━━━━━ Available records ━━━━━

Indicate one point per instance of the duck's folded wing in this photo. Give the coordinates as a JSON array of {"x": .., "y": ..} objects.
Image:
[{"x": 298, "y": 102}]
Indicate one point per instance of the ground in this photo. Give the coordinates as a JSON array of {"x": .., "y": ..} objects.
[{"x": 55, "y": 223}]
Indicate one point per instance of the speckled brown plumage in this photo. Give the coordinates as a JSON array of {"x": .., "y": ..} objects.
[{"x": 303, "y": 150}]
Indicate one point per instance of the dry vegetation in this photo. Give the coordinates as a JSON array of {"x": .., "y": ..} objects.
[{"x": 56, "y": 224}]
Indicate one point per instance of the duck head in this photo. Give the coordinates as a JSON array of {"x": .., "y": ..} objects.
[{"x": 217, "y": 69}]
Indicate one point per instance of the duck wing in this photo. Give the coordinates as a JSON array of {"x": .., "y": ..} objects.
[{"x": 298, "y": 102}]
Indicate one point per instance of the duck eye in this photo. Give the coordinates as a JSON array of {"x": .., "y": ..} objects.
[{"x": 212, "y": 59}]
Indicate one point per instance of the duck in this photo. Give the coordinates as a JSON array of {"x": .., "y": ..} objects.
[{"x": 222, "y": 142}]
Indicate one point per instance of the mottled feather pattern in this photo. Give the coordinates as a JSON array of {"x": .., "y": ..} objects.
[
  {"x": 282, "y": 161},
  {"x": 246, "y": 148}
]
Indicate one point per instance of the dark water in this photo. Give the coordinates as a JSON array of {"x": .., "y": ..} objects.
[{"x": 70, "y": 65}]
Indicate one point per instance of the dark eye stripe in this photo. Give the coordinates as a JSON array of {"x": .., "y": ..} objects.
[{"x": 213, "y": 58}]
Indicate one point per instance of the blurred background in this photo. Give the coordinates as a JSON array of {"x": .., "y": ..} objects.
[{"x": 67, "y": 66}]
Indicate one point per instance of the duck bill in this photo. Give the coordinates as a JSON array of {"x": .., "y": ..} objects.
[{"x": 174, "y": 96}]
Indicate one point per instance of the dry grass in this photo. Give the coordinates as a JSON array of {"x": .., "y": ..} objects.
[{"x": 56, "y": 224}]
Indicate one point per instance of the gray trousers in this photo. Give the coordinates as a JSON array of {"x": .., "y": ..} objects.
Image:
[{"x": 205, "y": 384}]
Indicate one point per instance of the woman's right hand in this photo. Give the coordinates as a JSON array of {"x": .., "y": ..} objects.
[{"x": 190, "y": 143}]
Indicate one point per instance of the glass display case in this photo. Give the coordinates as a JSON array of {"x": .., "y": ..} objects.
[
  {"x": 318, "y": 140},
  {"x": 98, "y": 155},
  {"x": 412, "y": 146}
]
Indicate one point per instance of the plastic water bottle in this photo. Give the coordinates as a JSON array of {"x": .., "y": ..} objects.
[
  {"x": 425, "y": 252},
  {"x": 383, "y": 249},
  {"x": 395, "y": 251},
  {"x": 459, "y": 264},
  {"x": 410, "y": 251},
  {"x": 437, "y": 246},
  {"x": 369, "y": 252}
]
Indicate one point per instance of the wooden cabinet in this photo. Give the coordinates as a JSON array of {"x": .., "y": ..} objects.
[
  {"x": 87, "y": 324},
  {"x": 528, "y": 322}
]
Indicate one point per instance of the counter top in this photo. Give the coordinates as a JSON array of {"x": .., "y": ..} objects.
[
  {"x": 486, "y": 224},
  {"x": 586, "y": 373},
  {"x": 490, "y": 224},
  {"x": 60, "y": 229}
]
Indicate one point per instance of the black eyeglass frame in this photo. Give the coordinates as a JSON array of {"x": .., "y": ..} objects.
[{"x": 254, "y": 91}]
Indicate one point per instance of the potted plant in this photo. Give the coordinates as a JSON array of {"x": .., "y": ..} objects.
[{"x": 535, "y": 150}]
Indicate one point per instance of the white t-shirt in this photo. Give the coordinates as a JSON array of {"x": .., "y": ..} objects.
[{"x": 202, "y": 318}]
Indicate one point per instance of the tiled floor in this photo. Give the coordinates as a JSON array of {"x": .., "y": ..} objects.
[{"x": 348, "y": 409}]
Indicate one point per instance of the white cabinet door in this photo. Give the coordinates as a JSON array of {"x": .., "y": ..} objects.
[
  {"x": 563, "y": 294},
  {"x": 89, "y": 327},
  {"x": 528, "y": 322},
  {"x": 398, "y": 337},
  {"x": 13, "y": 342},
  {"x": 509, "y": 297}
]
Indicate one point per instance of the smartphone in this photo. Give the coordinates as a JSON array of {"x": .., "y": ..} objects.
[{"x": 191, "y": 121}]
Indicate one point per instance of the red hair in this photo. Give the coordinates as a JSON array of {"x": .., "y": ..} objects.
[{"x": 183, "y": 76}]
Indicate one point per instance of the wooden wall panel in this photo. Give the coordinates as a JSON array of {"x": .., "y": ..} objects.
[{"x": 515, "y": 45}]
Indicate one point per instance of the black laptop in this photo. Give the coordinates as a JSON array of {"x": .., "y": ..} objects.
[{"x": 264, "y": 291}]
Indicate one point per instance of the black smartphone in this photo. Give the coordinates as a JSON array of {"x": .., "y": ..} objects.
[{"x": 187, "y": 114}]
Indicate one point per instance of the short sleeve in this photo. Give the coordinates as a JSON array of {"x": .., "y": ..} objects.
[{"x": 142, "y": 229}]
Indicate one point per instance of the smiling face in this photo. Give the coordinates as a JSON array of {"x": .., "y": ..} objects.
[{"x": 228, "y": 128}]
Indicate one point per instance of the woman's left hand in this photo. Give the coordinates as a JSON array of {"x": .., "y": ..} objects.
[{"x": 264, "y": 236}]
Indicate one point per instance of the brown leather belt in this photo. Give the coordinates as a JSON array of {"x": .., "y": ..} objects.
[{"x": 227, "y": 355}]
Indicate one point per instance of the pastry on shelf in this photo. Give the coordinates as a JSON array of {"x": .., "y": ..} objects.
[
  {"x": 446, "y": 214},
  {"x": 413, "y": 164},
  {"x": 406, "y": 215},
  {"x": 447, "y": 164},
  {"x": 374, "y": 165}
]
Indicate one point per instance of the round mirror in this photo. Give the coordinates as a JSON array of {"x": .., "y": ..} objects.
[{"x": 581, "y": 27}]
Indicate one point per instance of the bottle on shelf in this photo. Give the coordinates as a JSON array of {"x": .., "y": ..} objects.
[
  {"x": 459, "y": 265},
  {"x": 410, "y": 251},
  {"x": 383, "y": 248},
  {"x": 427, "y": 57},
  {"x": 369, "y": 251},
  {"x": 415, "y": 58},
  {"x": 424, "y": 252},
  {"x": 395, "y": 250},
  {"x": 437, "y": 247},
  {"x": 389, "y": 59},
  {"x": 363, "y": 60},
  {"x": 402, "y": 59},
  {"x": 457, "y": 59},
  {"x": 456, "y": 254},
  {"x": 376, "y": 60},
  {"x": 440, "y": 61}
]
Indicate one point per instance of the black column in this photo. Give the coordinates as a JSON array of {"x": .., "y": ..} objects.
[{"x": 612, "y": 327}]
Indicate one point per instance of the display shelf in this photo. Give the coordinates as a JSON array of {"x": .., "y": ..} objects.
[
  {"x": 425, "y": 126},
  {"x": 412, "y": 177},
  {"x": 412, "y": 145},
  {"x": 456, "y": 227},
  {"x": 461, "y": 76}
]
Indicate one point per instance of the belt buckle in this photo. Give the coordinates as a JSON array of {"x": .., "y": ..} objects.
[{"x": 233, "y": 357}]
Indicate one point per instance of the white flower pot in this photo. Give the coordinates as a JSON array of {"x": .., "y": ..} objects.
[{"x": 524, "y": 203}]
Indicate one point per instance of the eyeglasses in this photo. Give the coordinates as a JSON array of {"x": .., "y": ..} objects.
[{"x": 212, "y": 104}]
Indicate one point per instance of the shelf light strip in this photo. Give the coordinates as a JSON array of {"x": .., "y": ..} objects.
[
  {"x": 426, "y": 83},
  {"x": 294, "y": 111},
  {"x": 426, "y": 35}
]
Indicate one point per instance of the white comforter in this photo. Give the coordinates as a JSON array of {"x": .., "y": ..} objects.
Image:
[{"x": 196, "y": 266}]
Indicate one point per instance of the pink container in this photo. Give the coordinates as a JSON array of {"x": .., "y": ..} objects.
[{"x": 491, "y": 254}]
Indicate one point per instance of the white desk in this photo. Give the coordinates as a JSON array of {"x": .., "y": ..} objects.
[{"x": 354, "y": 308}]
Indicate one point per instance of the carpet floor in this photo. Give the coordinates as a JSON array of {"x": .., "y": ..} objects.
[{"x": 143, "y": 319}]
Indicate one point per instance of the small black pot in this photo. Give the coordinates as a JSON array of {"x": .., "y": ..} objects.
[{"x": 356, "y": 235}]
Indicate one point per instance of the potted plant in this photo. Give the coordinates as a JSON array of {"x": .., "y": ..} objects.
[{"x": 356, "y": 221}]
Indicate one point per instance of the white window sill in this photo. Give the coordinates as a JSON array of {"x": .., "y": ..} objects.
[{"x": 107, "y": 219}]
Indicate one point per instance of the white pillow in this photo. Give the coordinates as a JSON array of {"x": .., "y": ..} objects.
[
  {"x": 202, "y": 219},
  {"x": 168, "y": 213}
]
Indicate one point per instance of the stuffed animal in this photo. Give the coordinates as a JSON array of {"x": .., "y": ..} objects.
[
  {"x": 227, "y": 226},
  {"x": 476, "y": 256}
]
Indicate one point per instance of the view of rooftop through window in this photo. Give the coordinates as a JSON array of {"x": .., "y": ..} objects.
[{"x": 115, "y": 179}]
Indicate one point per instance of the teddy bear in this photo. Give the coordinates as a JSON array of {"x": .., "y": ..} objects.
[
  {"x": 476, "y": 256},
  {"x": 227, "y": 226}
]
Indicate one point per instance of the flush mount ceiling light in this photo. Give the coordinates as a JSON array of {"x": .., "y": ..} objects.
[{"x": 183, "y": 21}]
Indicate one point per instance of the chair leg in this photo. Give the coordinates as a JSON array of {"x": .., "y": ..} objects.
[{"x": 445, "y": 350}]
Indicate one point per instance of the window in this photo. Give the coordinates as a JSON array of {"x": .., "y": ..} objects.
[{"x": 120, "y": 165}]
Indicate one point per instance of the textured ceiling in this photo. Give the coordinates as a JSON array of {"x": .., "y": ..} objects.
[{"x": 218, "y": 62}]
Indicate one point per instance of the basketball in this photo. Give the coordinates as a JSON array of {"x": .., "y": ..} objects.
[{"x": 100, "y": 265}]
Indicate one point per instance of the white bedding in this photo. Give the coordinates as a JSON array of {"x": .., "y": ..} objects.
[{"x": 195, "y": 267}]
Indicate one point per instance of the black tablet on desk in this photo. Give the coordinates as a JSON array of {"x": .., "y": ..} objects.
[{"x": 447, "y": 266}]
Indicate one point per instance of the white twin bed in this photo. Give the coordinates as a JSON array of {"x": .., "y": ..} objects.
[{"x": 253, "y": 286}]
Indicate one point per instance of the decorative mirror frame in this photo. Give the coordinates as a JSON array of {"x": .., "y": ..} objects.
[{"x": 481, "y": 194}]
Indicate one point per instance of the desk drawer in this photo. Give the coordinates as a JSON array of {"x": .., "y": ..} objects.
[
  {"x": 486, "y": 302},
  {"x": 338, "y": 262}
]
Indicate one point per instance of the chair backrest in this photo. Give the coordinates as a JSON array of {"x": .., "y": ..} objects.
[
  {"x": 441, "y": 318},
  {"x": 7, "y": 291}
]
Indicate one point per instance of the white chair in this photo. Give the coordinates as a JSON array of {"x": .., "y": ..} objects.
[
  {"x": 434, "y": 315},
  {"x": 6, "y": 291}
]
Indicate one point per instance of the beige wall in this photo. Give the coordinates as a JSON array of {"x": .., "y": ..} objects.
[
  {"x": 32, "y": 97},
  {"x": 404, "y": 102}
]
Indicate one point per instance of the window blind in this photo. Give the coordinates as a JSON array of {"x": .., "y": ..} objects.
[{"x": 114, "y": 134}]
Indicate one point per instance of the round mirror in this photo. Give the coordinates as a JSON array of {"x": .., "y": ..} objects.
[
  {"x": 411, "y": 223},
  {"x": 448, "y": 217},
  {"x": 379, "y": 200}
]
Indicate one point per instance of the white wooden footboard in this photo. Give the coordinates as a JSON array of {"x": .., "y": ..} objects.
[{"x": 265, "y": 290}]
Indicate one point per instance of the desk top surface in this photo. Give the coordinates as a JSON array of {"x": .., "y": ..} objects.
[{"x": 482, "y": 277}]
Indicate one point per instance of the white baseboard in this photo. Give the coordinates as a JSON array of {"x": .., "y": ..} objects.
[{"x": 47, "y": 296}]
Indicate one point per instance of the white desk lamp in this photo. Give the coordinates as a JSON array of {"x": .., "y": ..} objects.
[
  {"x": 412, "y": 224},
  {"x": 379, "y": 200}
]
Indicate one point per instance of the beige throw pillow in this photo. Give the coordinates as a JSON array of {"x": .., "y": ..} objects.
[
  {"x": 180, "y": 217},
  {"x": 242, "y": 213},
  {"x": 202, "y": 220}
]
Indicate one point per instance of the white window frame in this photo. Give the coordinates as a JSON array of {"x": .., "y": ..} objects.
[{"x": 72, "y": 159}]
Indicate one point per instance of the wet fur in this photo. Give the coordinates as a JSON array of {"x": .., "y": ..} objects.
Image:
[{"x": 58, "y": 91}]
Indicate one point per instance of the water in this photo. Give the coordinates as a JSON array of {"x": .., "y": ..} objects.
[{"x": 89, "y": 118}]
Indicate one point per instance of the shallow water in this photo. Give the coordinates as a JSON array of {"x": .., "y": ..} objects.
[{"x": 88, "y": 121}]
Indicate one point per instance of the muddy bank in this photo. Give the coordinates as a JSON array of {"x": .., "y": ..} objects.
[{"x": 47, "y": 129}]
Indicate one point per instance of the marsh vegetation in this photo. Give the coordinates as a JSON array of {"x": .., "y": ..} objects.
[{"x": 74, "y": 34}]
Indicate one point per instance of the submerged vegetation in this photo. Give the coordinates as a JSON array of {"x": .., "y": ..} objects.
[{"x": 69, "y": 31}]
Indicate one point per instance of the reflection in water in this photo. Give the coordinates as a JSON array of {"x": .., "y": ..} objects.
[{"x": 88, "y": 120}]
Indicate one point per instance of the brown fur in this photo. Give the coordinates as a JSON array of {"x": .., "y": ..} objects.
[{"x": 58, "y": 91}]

━━━━━

→ Your task
Copy only the stretch running from the line containing "Indicate one point per instance of the shallow" to the final line of the entries, both ends included, exactly as it stands.

→ Output below
Indicate one point per instance of the shallow water in this photo. Give the coordinates as a JSON array of {"x": .., "y": ..} objects.
[{"x": 88, "y": 121}]
Indicate one point per instance of the muddy bank in this photo. Give the coordinates as a JSON array of {"x": .., "y": ..} objects.
[{"x": 47, "y": 129}]
Indicate one point per instance of the marsh vegetation in this photo. Give the coordinates as a JSON array of {"x": .., "y": ..} objects.
[{"x": 74, "y": 34}]
Indicate one point per instance of the submerged vegetation in this photo. Give the coordinates as a JSON array of {"x": .., "y": ..} objects.
[{"x": 69, "y": 31}]
Indicate one point per instance of the reflection in water in this photo. Give the coordinates as a JSON array of {"x": .., "y": ..} objects.
[{"x": 88, "y": 120}]
Indicate one point per instance of the brown fur in this photo. Give the coordinates as a JSON array of {"x": .., "y": ..} objects.
[{"x": 58, "y": 91}]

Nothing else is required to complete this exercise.